▶ Work to be completed: Each line below that contains "grass" should be counted. Give only the total.

▶ Stored items from a collection:

□ □ □ □ □

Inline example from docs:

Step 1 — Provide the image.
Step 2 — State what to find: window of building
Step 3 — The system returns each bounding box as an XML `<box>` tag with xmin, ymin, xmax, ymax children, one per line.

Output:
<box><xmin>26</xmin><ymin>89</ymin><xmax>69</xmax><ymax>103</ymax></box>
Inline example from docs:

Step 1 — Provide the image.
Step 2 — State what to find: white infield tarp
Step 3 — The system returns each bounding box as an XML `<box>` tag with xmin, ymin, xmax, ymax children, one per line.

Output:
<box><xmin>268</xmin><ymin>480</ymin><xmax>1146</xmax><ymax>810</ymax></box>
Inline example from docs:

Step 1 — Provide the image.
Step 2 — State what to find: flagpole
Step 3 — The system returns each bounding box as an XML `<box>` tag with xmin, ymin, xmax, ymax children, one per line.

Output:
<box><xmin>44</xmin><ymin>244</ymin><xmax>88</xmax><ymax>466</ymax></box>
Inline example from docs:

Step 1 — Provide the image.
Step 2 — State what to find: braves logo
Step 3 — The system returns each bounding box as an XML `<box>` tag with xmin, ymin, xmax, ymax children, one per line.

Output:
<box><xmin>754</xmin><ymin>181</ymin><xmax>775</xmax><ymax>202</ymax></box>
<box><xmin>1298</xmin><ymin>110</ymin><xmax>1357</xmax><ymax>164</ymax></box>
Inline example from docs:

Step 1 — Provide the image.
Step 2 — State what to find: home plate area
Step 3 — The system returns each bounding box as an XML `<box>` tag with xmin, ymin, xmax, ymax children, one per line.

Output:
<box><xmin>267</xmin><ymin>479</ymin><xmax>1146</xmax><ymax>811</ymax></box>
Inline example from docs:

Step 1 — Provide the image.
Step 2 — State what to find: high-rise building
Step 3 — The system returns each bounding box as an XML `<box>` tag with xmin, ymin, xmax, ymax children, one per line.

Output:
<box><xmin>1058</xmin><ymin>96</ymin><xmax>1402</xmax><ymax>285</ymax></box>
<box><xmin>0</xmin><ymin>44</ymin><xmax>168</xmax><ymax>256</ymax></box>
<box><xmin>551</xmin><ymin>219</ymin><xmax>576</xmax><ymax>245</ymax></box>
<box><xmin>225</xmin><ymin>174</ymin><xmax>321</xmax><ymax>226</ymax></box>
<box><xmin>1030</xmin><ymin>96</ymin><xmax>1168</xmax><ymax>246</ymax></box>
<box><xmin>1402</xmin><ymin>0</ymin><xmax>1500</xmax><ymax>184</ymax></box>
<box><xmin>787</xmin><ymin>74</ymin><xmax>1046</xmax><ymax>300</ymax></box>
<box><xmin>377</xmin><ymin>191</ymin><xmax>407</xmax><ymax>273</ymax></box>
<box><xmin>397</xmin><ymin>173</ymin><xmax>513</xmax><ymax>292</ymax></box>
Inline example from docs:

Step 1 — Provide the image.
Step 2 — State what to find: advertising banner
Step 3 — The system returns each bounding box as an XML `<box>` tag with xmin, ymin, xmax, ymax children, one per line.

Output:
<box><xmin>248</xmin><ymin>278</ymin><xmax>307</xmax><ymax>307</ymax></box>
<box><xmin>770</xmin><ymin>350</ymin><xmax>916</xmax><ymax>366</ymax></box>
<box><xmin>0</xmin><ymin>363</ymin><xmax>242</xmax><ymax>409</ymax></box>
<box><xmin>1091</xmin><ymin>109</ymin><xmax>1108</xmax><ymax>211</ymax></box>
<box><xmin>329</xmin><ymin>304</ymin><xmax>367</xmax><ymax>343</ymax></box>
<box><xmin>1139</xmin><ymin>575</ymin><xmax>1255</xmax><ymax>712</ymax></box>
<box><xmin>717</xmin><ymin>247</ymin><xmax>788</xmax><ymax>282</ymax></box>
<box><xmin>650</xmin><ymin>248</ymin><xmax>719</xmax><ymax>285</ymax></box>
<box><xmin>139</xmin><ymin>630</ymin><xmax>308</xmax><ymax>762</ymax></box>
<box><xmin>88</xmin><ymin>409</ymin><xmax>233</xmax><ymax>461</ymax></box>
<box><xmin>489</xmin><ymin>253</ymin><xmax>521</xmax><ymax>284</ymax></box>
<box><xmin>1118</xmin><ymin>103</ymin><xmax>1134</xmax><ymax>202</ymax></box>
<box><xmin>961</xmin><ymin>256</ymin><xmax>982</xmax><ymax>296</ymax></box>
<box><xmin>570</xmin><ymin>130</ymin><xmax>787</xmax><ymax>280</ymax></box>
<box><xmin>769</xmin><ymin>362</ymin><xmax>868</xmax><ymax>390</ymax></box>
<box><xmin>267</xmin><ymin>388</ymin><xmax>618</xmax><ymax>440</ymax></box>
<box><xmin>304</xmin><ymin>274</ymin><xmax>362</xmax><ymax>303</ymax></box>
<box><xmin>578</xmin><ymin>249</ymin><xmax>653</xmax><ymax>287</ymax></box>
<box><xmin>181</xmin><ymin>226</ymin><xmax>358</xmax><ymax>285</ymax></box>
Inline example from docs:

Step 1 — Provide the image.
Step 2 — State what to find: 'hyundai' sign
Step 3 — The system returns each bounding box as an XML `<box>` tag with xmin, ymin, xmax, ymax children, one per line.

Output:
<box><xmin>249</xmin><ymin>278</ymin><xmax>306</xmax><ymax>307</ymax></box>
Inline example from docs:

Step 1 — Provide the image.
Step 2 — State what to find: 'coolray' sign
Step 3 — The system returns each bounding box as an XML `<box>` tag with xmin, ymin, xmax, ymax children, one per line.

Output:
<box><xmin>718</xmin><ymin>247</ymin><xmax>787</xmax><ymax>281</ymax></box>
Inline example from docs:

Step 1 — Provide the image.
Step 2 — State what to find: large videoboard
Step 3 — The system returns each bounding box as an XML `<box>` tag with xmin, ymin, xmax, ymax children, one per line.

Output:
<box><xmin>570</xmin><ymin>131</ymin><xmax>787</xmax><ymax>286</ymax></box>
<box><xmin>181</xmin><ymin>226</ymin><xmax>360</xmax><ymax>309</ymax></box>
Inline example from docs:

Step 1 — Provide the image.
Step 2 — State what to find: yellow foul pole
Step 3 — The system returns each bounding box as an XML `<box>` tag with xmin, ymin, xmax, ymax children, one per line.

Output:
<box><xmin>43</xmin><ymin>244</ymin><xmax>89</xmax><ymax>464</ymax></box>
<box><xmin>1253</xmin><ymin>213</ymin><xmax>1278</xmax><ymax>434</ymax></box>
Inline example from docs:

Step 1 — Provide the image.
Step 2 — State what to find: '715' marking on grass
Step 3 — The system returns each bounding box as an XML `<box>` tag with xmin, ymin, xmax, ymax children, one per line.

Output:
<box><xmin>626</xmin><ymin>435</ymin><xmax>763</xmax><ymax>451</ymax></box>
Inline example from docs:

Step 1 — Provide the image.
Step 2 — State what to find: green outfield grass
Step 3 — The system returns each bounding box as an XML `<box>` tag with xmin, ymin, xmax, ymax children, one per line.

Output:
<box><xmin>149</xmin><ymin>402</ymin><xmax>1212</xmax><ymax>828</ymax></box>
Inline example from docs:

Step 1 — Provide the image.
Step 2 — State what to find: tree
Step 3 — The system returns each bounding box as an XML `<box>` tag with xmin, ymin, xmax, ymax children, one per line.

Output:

□ □ □ □ □

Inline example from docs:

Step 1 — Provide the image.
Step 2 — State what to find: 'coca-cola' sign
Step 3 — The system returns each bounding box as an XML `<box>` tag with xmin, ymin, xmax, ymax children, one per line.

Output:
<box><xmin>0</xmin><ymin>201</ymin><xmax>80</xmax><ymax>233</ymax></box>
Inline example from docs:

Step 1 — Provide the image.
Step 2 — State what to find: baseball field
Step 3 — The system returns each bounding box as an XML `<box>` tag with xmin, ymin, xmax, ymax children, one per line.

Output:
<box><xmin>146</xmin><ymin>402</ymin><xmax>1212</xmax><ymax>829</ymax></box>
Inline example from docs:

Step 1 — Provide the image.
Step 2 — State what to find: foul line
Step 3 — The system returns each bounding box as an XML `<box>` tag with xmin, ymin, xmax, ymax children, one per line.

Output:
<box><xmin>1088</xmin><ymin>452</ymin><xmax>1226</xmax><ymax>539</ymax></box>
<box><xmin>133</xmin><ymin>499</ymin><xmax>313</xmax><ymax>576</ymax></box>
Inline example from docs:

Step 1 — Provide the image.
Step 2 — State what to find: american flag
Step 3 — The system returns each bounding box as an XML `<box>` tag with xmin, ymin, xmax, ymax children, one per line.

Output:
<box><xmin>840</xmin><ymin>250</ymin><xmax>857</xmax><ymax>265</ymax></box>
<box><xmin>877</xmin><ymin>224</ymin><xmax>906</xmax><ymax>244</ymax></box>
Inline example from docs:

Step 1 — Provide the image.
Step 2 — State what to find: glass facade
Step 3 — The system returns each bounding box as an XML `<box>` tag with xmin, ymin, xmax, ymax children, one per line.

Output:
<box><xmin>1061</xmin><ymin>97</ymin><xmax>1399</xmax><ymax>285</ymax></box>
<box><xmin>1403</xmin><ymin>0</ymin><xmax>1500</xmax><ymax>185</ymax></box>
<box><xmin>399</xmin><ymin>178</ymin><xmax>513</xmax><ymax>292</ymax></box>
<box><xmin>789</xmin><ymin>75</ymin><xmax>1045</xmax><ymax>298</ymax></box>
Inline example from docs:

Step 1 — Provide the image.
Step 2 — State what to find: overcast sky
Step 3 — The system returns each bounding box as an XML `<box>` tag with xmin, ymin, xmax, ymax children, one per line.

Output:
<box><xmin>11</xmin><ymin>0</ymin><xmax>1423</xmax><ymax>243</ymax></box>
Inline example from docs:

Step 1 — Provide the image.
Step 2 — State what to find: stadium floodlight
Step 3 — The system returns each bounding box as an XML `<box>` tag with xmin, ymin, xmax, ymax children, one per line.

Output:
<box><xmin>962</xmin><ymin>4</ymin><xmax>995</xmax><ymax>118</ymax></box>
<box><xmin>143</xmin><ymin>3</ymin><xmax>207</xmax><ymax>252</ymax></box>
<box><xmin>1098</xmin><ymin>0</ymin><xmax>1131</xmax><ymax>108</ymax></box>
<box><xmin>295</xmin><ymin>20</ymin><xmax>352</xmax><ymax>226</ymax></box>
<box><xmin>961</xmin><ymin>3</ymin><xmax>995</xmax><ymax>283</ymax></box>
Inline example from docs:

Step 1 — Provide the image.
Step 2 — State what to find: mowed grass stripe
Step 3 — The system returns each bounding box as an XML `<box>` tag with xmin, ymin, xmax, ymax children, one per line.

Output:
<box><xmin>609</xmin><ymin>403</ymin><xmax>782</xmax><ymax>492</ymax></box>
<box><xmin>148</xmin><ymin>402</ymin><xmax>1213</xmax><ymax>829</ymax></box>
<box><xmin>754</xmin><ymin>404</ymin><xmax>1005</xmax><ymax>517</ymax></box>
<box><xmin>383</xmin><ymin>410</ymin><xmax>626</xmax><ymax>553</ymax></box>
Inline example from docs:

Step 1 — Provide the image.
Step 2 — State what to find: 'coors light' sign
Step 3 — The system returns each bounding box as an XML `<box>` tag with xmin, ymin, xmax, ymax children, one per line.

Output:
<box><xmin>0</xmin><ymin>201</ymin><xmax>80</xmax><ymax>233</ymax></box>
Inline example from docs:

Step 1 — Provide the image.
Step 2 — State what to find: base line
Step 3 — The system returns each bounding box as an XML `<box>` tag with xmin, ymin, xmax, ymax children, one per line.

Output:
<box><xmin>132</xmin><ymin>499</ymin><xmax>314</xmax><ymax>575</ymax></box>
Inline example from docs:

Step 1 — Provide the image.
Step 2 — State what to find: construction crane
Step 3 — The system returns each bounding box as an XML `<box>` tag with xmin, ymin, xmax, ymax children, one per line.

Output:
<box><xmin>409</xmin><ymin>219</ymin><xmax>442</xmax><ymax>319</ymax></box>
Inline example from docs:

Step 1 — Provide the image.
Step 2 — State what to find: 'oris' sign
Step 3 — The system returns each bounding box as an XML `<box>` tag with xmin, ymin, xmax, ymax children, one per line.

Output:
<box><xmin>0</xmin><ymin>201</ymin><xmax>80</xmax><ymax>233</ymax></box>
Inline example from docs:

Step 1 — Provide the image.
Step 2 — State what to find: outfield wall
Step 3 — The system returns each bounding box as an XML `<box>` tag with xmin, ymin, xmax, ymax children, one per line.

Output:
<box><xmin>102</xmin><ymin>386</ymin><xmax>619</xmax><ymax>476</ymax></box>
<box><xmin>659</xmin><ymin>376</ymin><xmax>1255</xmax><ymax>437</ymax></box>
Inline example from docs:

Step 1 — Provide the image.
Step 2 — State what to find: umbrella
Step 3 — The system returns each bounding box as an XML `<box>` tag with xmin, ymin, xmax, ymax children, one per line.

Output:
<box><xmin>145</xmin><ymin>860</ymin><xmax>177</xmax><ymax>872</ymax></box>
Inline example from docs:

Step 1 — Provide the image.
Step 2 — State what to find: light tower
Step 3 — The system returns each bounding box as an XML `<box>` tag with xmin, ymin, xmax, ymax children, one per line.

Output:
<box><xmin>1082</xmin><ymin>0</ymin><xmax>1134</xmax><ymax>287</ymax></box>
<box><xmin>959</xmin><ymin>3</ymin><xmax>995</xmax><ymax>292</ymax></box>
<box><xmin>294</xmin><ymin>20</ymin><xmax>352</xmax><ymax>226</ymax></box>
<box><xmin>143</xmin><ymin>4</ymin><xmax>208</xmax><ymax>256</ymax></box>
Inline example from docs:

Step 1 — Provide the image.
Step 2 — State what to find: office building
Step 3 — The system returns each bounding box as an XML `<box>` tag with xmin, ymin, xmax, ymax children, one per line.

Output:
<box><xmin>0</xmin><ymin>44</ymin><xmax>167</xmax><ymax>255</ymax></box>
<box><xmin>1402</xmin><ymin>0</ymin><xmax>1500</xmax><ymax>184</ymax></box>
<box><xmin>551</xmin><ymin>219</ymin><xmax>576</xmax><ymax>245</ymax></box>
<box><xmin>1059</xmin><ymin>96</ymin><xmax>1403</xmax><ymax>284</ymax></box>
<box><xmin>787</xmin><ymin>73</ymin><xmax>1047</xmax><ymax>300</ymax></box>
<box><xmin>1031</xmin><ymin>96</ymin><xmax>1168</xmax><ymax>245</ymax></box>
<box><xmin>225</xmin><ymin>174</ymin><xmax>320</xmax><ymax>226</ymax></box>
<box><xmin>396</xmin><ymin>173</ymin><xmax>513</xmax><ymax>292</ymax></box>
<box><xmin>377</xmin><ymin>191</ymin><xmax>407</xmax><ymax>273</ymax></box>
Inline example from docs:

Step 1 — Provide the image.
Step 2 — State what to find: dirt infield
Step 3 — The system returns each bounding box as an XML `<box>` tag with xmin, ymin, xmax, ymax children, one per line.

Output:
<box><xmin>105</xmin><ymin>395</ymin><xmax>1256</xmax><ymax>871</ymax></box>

□ □ □ □ □

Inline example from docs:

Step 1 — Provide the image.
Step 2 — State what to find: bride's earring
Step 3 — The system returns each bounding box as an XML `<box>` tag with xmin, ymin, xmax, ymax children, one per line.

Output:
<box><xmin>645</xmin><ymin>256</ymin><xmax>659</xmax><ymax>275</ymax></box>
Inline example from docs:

□ □ □ □ □

▶ Completed exercise: 3